■ MATERIAL FOR THIS TASK:
------------------------------
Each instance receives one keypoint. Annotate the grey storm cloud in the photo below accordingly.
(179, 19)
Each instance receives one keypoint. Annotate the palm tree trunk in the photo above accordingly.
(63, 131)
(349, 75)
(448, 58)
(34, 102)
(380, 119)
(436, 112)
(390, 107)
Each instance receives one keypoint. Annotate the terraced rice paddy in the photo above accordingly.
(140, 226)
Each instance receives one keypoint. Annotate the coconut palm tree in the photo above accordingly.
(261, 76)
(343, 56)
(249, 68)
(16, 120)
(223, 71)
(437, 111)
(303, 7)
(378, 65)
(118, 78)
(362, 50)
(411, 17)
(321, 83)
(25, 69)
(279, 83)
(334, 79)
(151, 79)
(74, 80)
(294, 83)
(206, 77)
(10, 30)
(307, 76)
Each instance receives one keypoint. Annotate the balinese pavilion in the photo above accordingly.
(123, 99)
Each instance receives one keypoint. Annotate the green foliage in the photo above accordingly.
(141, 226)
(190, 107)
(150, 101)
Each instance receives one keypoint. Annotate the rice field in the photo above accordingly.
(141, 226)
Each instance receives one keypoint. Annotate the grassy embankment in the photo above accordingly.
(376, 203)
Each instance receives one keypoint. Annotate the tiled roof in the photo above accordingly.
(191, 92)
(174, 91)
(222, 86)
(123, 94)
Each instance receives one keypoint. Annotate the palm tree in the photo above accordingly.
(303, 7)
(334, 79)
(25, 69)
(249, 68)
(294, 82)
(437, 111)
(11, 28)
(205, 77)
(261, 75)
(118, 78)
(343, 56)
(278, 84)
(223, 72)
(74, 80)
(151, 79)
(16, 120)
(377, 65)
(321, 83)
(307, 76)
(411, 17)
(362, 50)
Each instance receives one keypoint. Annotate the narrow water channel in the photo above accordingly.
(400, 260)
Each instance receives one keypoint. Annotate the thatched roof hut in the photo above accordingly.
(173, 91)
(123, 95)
------------------------------
Write out again exactly the lines that run from the one holding "Each instance receives one keypoint. Annotate the palm tree in" through the last line of the data; omit all other lines.

■ TASK RESPONSE:
Each instance receives one keypoint. Annotate the palm tree in the photo above accordingly.
(303, 7)
(334, 79)
(25, 69)
(249, 68)
(294, 82)
(437, 111)
(11, 28)
(205, 77)
(261, 75)
(118, 78)
(343, 56)
(278, 84)
(223, 72)
(74, 80)
(151, 79)
(16, 120)
(377, 65)
(321, 83)
(307, 76)
(411, 17)
(362, 50)
Each instance receives one keypoint. Annotate the narrow water channel in the photo above accordingly.
(400, 260)
Each instance receives one keypoint. Annotate the thatched roof hut in the photo above accordingly.
(173, 91)
(123, 95)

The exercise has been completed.